- WORKING DATA
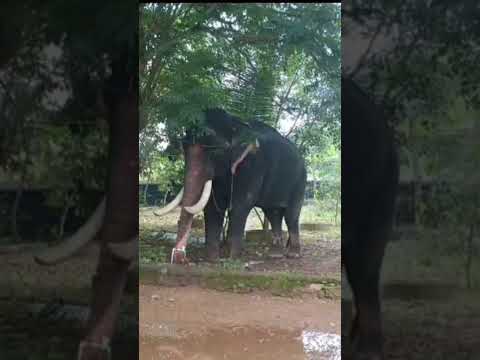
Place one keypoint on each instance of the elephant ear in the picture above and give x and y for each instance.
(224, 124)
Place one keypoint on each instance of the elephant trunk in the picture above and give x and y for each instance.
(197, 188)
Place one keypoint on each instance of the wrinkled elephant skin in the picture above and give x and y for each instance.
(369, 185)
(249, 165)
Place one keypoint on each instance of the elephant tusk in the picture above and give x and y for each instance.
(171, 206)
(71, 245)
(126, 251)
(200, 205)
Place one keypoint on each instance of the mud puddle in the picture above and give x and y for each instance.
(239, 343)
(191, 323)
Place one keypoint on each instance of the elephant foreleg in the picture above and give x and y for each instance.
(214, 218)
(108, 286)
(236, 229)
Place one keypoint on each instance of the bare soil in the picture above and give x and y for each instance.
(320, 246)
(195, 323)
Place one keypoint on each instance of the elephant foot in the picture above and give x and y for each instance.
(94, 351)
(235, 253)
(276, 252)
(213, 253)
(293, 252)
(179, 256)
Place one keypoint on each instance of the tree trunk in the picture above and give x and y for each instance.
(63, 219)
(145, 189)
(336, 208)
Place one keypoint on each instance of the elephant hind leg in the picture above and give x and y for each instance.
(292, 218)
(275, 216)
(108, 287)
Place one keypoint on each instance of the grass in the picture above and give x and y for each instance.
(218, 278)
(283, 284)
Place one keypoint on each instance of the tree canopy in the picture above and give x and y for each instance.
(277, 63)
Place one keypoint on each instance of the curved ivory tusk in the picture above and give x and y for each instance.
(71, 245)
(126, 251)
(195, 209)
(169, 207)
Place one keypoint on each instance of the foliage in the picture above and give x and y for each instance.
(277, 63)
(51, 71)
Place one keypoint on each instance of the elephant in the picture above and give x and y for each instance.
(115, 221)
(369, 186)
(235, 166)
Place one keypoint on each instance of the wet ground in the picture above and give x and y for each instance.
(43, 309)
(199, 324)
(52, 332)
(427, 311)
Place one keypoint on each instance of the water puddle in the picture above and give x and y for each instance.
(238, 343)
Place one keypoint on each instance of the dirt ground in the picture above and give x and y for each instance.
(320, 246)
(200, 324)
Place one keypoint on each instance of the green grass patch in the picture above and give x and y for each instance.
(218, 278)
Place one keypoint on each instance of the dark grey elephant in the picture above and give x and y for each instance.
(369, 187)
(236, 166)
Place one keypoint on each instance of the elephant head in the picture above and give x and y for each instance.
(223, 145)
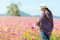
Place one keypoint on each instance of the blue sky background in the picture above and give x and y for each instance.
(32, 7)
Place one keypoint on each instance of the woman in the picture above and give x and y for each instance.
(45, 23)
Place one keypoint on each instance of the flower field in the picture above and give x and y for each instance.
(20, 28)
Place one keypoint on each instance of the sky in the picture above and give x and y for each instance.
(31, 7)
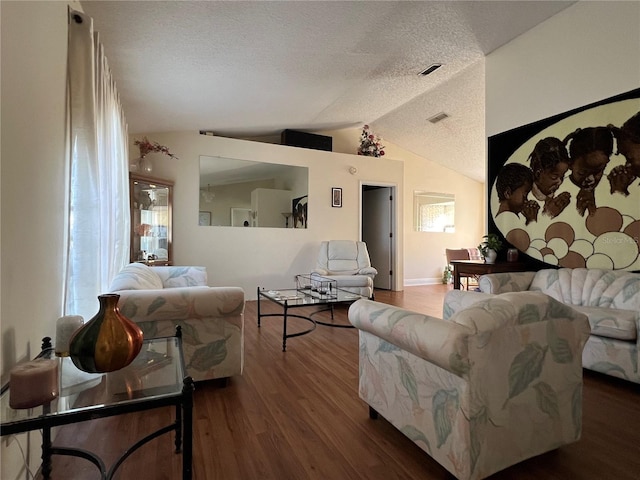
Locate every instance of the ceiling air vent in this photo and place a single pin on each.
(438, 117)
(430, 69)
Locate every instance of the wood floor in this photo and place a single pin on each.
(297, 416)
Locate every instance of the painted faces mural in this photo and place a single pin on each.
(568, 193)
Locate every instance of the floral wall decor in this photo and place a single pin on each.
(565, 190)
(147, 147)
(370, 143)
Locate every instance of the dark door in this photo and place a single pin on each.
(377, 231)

- ASSIGNMENT
Since only the text is needed, retype the data above exactly and omit the pictures.

- RESPONSE
Place one keypoint on each instance of the elephant ear in the picture above and give x and y for each instance.
(224, 124)
Place one keypoint on each instance of the elephant trunk in the picture above and give x and y for each instance.
(197, 188)
Place one keypoint on each instance of the wrinkled elephant skin in the picture above and give x and y for each instance.
(369, 185)
(249, 165)
Place one keypoint on each instance of the elephant tusk in the picture above and give x and y for each instance.
(171, 206)
(71, 245)
(126, 251)
(200, 205)
Place one keypoint on each instance of the mud puddle in the picture above and give x and y for each instance.
(239, 343)
(191, 323)
Place one keypoint on each instance of the elephant foreleg in the picture above and give x and y for each instance.
(214, 218)
(108, 286)
(236, 229)
Place one keypoint on each instance of the bare soil in the picture above and give x and y for each instance.
(320, 246)
(195, 323)
Place one keypoint on each instance of the elephant foot in the picture above and give x and y for each instance.
(94, 351)
(235, 253)
(276, 252)
(213, 253)
(293, 252)
(179, 256)
Place one keypoint on each instance of the tree trunk in the picture above and give x and y for each instance.
(63, 219)
(145, 189)
(336, 208)
Place one keypoint on each instance of the elephant hind leg in the picture above and give x and y for each instance.
(292, 218)
(275, 216)
(108, 287)
Place one keypoint on each instance of the grass in the picture above and give x and y for each instance.
(218, 278)
(283, 284)
Place one keypoint on each instance of the tree canopy in the picture above and give x and y for each instance.
(277, 63)
Place one keypoint on each instance of the curved ivory tusk in the picture above and give x and y for each instance.
(71, 245)
(126, 251)
(195, 209)
(169, 207)
Place one keypoint on each instance of the foliage in the picture above and give x and y for each instance.
(277, 63)
(51, 71)
Place one keypoint on each instance of the elephant in the picture above and give x and y for each instance.
(115, 221)
(369, 186)
(235, 166)
Place one keypoint on each instance of the wet ground in the picture above and give x and y for each instance.
(43, 309)
(199, 324)
(52, 332)
(427, 311)
Place one keypoint on each instance of the water puddle in the picture above and give x and y for each instance.
(238, 343)
Place one keypoint on each instance of the dirt ground in the picture above and give x and y for each instance.
(320, 246)
(200, 324)
Place one keypoint on each instance of the green grass patch in the picture above and give x and y for each instance.
(218, 278)
Place one keypoint on each instance of the dark grey elephant in the picture above and give x and y for each instance.
(369, 187)
(236, 166)
Place one keypoint on each instance of the elephant head in the picture above and give x and y for each instance.
(223, 145)
Place one keypoint on each instance of the blue sky background in the picture above and give x and y for each instance.
(32, 7)
Place one keypoint on each instance of the woman in the picture above and give x and y for each instance.
(45, 23)
Place one keypoint on each instance of the flower field in the picture above and give x and y for each instance.
(20, 28)
Place one keypoint on each instance of the sky in the picture above and give x and y for each instance.
(31, 7)
Locate every instance of the ceiling air vent in this photo and place a single pin on each.
(438, 117)
(430, 69)
Locate every instance of the wood floor in this photo and place a single pin on each.
(297, 416)
Locate every instance of the painted faces mural in this photo and place a single pin on each.
(568, 193)
Locate every instance of the floral wall decor in this photo and place a single pin on each.
(565, 190)
(147, 147)
(370, 143)
Locate every instance of the dark door in this photo and place a single pin on each.
(377, 231)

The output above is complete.